Start DATA SUPPLIED

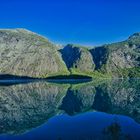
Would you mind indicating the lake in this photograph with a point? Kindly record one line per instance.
(95, 110)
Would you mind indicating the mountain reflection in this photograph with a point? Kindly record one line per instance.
(26, 106)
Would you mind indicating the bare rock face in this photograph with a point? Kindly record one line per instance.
(28, 54)
(78, 58)
(24, 53)
(117, 57)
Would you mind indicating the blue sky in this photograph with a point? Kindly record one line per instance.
(87, 22)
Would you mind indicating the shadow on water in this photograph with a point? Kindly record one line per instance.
(27, 106)
(7, 79)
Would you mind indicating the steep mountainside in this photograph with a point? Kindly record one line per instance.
(77, 58)
(24, 53)
(120, 59)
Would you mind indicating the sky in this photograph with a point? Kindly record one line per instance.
(83, 22)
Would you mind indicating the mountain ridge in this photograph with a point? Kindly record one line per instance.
(26, 53)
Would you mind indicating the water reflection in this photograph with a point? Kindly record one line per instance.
(27, 106)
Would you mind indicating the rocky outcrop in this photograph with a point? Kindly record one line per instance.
(25, 53)
(77, 58)
(118, 58)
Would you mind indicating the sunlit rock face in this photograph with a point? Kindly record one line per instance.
(28, 54)
(24, 53)
(120, 58)
(26, 106)
(23, 107)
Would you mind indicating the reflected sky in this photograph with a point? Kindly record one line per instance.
(107, 109)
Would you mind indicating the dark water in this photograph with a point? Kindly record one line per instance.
(97, 110)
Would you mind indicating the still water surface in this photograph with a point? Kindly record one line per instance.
(103, 110)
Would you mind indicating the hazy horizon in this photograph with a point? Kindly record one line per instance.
(83, 22)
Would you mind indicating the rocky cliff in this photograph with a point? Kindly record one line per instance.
(24, 53)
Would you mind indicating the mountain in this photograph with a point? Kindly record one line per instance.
(24, 53)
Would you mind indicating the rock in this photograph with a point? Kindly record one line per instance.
(25, 53)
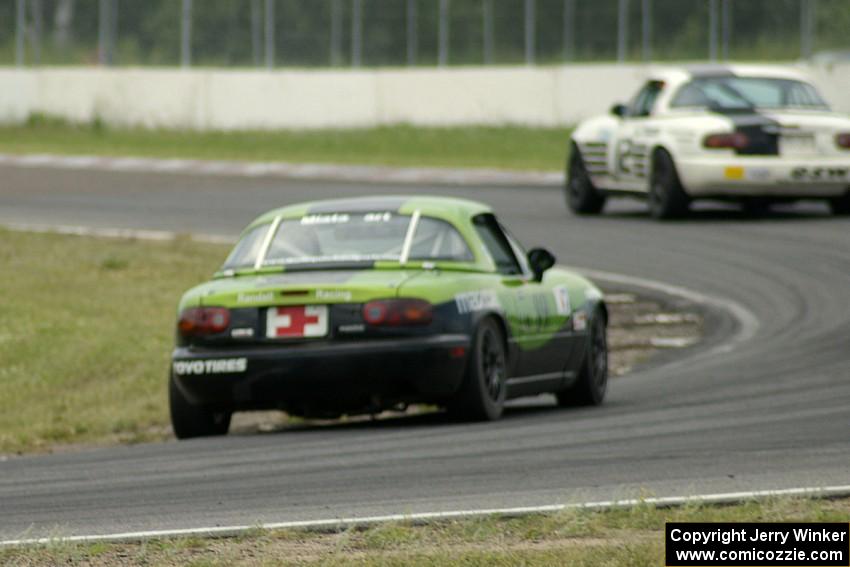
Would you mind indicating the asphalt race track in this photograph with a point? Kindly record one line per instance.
(771, 413)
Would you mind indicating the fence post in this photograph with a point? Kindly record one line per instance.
(256, 32)
(104, 50)
(412, 35)
(569, 29)
(356, 33)
(622, 30)
(270, 29)
(37, 30)
(807, 28)
(646, 30)
(726, 28)
(186, 34)
(530, 29)
(443, 34)
(20, 32)
(487, 30)
(712, 30)
(336, 33)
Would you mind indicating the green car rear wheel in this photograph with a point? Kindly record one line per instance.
(482, 394)
(189, 420)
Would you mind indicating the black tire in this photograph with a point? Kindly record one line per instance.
(755, 207)
(189, 420)
(840, 206)
(592, 382)
(667, 199)
(583, 198)
(481, 396)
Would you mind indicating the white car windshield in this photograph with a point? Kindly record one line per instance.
(732, 93)
(348, 238)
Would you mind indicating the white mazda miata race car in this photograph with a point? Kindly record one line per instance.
(754, 135)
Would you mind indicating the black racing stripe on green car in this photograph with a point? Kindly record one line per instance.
(359, 205)
(308, 278)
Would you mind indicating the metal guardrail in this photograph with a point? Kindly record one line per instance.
(356, 33)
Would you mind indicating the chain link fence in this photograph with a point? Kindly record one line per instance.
(342, 33)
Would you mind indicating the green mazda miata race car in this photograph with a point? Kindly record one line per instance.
(363, 305)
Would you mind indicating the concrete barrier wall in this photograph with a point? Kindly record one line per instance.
(225, 100)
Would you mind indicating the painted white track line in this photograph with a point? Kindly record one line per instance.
(285, 170)
(424, 517)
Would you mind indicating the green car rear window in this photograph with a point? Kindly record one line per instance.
(350, 237)
(244, 254)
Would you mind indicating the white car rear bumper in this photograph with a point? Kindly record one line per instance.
(734, 176)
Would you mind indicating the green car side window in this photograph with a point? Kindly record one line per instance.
(496, 244)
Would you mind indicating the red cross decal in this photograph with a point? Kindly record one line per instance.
(297, 321)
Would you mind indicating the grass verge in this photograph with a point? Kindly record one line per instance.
(633, 537)
(85, 336)
(512, 148)
(87, 331)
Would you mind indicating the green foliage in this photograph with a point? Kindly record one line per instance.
(86, 341)
(629, 536)
(497, 147)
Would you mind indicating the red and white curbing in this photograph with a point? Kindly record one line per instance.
(285, 170)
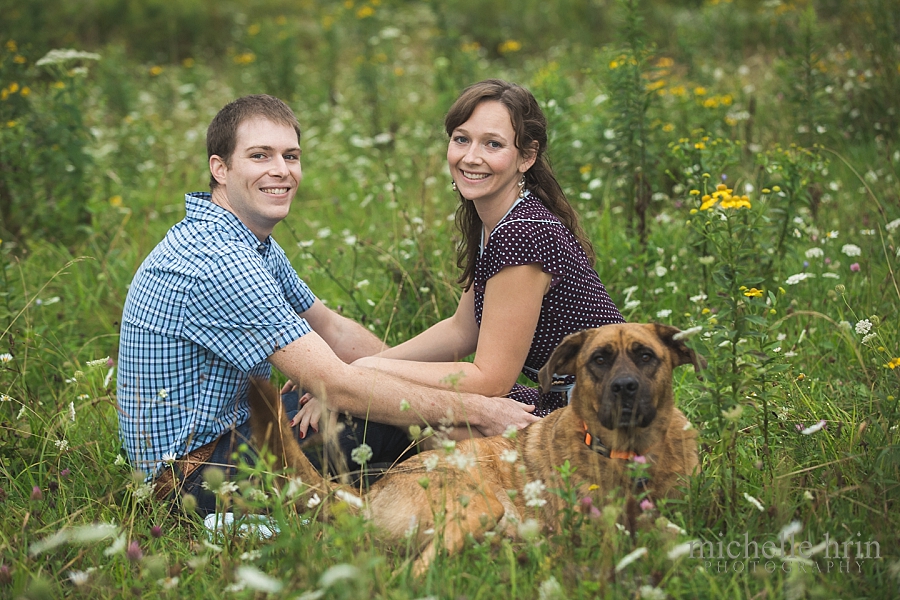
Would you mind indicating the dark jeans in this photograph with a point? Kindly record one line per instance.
(389, 444)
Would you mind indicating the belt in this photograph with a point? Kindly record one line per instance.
(185, 465)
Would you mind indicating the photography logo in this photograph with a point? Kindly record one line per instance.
(785, 553)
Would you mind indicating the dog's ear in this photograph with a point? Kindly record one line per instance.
(562, 361)
(683, 355)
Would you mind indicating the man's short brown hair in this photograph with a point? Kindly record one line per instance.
(221, 136)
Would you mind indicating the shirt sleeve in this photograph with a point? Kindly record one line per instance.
(240, 312)
(526, 242)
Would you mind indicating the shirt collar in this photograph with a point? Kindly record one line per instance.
(200, 207)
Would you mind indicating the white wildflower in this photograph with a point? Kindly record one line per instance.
(510, 432)
(551, 590)
(431, 462)
(863, 327)
(681, 549)
(630, 558)
(100, 362)
(361, 454)
(461, 461)
(795, 279)
(509, 455)
(349, 498)
(532, 492)
(756, 503)
(791, 529)
(60, 56)
(78, 578)
(253, 578)
(814, 428)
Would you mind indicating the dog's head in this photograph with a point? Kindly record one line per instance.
(623, 374)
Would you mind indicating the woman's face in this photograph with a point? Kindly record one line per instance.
(483, 158)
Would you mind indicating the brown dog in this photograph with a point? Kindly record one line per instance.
(622, 406)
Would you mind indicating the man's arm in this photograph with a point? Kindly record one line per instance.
(311, 363)
(348, 339)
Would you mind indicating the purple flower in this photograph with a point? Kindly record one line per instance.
(134, 552)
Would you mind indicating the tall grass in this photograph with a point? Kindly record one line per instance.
(795, 297)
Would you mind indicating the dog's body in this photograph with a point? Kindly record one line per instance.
(622, 406)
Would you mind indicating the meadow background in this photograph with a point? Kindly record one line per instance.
(787, 274)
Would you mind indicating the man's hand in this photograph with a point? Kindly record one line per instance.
(504, 412)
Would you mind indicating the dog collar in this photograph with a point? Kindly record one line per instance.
(597, 446)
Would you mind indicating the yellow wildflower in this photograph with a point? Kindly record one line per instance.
(509, 46)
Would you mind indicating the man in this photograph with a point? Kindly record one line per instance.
(217, 302)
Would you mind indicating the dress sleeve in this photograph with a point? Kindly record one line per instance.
(520, 242)
(240, 312)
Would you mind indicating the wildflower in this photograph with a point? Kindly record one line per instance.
(61, 56)
(532, 492)
(134, 552)
(756, 503)
(509, 455)
(78, 578)
(795, 279)
(253, 578)
(814, 428)
(99, 362)
(630, 558)
(361, 454)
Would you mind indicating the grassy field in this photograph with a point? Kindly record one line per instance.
(782, 113)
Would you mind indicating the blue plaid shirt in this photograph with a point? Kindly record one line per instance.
(205, 310)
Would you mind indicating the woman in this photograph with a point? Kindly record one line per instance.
(526, 262)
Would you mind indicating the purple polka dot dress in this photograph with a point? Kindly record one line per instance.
(577, 299)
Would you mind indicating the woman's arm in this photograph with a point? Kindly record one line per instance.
(512, 306)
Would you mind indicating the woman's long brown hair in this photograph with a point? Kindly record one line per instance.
(530, 126)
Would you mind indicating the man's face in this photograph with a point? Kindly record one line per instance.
(263, 177)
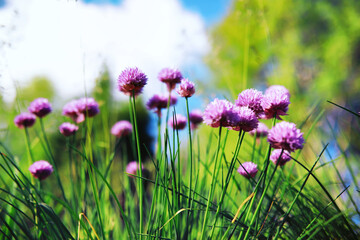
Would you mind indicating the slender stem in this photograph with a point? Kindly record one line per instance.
(212, 186)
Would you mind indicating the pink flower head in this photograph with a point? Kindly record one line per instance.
(278, 88)
(252, 99)
(170, 76)
(186, 88)
(280, 160)
(121, 128)
(195, 118)
(261, 131)
(248, 169)
(41, 169)
(88, 106)
(285, 135)
(132, 81)
(275, 103)
(132, 168)
(245, 121)
(68, 129)
(40, 107)
(220, 113)
(24, 120)
(178, 122)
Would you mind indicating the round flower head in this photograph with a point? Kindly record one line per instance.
(278, 88)
(88, 106)
(132, 168)
(248, 169)
(275, 103)
(40, 107)
(285, 135)
(220, 113)
(24, 120)
(186, 88)
(261, 131)
(280, 160)
(132, 81)
(195, 118)
(178, 122)
(41, 169)
(170, 76)
(251, 98)
(246, 120)
(121, 128)
(68, 129)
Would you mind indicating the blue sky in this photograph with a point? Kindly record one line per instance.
(211, 10)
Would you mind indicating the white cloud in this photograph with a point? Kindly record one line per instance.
(70, 41)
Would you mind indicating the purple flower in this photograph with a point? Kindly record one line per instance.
(275, 103)
(24, 120)
(88, 106)
(68, 129)
(158, 102)
(40, 107)
(261, 131)
(132, 168)
(179, 122)
(280, 160)
(252, 99)
(285, 135)
(132, 81)
(121, 128)
(195, 118)
(219, 113)
(278, 88)
(248, 169)
(246, 120)
(41, 169)
(170, 76)
(186, 88)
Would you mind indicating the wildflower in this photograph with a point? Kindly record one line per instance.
(40, 107)
(41, 169)
(132, 81)
(170, 76)
(246, 119)
(121, 128)
(219, 113)
(248, 169)
(280, 160)
(159, 102)
(24, 120)
(275, 103)
(132, 168)
(186, 88)
(251, 98)
(68, 129)
(179, 122)
(261, 131)
(195, 118)
(88, 106)
(285, 135)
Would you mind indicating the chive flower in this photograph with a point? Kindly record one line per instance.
(280, 160)
(248, 169)
(41, 169)
(40, 107)
(24, 120)
(121, 128)
(178, 122)
(68, 129)
(186, 88)
(285, 135)
(171, 77)
(131, 81)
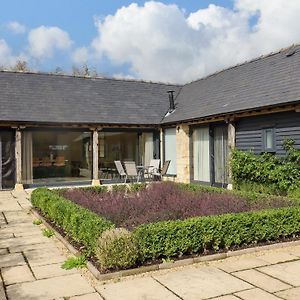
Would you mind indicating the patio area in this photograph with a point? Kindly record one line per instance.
(30, 269)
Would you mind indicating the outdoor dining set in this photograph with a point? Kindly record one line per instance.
(128, 170)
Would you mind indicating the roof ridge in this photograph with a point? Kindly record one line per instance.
(263, 56)
(90, 77)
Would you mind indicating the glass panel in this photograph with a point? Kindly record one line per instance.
(7, 159)
(220, 154)
(113, 146)
(147, 148)
(170, 149)
(201, 154)
(269, 139)
(53, 157)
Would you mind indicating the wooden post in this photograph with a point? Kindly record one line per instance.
(161, 144)
(18, 157)
(96, 181)
(231, 145)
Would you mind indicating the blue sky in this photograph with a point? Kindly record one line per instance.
(205, 34)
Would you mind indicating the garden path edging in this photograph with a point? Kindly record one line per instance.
(162, 266)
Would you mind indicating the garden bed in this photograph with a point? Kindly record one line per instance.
(167, 221)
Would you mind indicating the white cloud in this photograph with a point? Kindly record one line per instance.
(43, 41)
(16, 27)
(161, 42)
(7, 59)
(80, 55)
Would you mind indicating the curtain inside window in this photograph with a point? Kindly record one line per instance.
(148, 148)
(220, 154)
(27, 172)
(170, 149)
(201, 154)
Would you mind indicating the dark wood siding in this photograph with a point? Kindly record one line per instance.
(249, 131)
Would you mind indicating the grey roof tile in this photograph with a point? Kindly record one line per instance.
(30, 97)
(267, 81)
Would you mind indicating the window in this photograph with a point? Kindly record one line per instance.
(201, 154)
(269, 140)
(170, 149)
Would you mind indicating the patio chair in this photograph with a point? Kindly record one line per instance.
(121, 170)
(153, 167)
(131, 170)
(164, 170)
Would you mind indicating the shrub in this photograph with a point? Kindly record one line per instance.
(168, 201)
(74, 262)
(48, 232)
(81, 224)
(117, 249)
(169, 239)
(37, 222)
(294, 191)
(266, 172)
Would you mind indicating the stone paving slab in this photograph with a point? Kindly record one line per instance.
(11, 260)
(228, 297)
(277, 257)
(261, 280)
(13, 242)
(9, 205)
(16, 274)
(48, 289)
(201, 283)
(35, 246)
(288, 272)
(141, 288)
(291, 294)
(234, 264)
(256, 294)
(48, 271)
(44, 257)
(93, 296)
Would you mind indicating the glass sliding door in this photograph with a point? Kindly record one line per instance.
(7, 159)
(220, 155)
(53, 156)
(201, 154)
(170, 149)
(146, 148)
(124, 146)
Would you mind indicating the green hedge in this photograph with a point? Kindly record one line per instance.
(81, 224)
(267, 172)
(249, 196)
(196, 235)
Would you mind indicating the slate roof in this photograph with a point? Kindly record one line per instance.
(34, 97)
(266, 81)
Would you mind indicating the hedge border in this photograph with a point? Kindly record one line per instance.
(166, 265)
(82, 225)
(194, 236)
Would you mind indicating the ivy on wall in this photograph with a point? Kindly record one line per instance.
(267, 173)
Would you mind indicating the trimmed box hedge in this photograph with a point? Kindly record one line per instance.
(170, 239)
(173, 239)
(81, 224)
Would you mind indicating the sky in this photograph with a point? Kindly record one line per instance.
(172, 41)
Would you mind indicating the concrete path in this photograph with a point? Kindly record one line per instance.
(30, 269)
(30, 264)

End DATA SUPPLIED

Nothing but the lines from the line with "Would you mind indicating the slate" to the last line of the listing above should appear; please retype them exactly, both ends included.

§ PROBLEM SOLUTION:
Would you mind indicating the slate roof in this photograph with a point? Kindly record one line per instance.
(34, 97)
(266, 81)
Would you mind indicating the hedge border in this photograph with a point? Kindly record one line per instance.
(166, 265)
(82, 225)
(194, 236)
Would you mind indicating the ivy on wall in this photograph with a point? Kindly record one line per instance.
(267, 173)
Would you mind indicating the trimmed box hedge in this photograph with a point? Kindly record one line per instance.
(170, 239)
(173, 239)
(81, 224)
Would you mind indicating the sky in this photograph with a point? Kindly record one line per instance.
(172, 41)
Would you mind indicating the concrete path in this photograph with a point? Kindly record one line per instance.
(30, 269)
(30, 264)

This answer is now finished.